**SET TASK**
Please pick out each line below that contains the word "white", matching case exactly, and copy every such line.
--- START OF INPUT MATERIAL ---
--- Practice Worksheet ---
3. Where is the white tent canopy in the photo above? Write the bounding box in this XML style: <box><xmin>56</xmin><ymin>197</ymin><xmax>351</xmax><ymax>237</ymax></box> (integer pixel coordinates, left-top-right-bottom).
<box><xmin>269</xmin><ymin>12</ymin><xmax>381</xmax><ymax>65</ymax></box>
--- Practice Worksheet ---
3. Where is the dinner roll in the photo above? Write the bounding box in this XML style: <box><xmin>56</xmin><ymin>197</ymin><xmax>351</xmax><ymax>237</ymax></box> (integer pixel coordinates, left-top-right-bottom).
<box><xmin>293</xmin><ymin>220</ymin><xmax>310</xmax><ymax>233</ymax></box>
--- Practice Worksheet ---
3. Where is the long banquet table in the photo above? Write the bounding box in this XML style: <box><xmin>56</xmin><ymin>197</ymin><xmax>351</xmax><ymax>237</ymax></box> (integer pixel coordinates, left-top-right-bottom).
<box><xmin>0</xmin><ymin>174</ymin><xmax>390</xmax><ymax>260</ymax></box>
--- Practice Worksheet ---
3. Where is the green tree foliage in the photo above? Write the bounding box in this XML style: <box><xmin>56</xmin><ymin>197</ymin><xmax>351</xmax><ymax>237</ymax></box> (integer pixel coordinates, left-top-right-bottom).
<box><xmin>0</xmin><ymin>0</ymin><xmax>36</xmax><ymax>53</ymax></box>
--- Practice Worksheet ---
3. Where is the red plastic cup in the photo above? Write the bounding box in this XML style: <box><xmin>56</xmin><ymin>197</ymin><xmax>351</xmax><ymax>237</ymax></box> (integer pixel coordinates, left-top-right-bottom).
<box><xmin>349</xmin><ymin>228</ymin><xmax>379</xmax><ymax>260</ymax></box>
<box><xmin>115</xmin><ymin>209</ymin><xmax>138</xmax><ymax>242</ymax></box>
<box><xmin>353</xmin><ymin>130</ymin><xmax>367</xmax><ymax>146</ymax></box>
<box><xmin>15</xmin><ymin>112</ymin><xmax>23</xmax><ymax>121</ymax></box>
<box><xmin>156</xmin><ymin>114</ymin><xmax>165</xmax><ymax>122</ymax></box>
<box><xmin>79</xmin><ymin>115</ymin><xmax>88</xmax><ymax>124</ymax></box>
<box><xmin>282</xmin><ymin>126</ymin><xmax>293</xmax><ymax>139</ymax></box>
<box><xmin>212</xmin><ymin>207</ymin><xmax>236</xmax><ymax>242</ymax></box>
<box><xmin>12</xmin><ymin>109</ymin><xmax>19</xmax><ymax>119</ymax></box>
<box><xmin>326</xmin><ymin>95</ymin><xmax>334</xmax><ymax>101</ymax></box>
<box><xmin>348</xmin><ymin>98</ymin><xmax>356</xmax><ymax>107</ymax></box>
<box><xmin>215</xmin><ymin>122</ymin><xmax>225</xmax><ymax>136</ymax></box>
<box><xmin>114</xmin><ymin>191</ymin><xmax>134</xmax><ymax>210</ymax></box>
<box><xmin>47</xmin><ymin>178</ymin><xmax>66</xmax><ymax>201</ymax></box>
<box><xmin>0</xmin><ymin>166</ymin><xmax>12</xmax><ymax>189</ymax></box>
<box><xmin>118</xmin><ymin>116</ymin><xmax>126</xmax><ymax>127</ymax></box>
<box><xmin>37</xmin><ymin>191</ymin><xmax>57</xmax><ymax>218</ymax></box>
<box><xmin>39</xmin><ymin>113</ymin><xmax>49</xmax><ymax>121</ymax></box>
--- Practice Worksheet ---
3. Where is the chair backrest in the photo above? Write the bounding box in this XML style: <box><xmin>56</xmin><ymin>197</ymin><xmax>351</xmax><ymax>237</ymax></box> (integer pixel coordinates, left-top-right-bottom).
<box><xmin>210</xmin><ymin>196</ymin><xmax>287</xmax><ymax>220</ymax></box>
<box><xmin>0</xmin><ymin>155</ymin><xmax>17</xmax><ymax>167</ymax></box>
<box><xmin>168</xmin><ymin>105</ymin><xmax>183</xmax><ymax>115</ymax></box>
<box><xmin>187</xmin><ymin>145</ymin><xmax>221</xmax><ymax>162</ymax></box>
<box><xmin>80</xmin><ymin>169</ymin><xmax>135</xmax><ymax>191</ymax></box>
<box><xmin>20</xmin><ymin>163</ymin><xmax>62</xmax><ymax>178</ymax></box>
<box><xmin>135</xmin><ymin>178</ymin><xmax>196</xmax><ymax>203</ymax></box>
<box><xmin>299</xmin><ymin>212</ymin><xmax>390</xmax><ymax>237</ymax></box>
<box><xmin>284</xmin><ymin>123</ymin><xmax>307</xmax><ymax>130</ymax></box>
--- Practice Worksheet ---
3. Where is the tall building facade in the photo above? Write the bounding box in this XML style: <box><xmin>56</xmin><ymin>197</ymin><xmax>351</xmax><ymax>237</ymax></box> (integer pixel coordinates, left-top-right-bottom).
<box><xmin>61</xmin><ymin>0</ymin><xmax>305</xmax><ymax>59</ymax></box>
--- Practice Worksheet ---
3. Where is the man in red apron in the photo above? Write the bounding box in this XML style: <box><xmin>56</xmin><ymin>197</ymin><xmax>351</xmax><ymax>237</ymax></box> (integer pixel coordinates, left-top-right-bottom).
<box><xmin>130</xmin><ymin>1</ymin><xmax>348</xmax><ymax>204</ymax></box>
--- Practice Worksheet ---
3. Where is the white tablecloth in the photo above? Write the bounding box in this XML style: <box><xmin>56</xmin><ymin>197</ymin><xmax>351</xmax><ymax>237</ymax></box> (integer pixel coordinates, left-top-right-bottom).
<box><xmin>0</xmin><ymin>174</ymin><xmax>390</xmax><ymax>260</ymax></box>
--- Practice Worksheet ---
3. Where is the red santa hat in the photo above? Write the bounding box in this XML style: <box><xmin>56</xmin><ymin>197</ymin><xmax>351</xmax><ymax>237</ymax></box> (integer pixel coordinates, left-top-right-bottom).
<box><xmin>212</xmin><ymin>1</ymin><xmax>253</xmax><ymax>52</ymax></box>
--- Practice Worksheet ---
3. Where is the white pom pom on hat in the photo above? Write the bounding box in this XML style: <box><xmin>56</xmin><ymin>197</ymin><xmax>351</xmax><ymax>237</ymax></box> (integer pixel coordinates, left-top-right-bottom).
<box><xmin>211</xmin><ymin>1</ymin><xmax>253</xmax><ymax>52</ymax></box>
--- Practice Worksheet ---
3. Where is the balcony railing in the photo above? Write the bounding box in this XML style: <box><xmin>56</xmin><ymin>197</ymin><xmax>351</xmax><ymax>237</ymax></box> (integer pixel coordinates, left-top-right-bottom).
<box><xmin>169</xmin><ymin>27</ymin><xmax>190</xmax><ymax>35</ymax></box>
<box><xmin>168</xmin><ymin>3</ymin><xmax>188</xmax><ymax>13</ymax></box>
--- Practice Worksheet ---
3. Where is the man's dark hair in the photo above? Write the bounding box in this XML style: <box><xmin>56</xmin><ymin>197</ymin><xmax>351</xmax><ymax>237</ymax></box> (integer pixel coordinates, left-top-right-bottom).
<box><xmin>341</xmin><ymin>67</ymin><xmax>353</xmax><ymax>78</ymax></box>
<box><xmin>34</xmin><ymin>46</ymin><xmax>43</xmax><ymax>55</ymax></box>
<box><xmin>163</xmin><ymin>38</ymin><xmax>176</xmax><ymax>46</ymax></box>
--- END OF INPUT MATERIAL ---
**REPLY**
3. Where is the white tent canopy in the photo above? Write the bounding box in this XML style: <box><xmin>56</xmin><ymin>197</ymin><xmax>351</xmax><ymax>237</ymax></box> (integer pixel coordinates, left-top-right-bottom).
3. Where is the white tablecloth in the photo above? Write the bounding box in this XML style: <box><xmin>56</xmin><ymin>197</ymin><xmax>351</xmax><ymax>237</ymax></box> (integer pixel coordinates, left-top-right-bottom).
3. Where is the white pom pom on hat in the photo above? Write the bounding box in this XML style: <box><xmin>56</xmin><ymin>197</ymin><xmax>351</xmax><ymax>237</ymax></box> (integer pixel coordinates, left-top-right-bottom).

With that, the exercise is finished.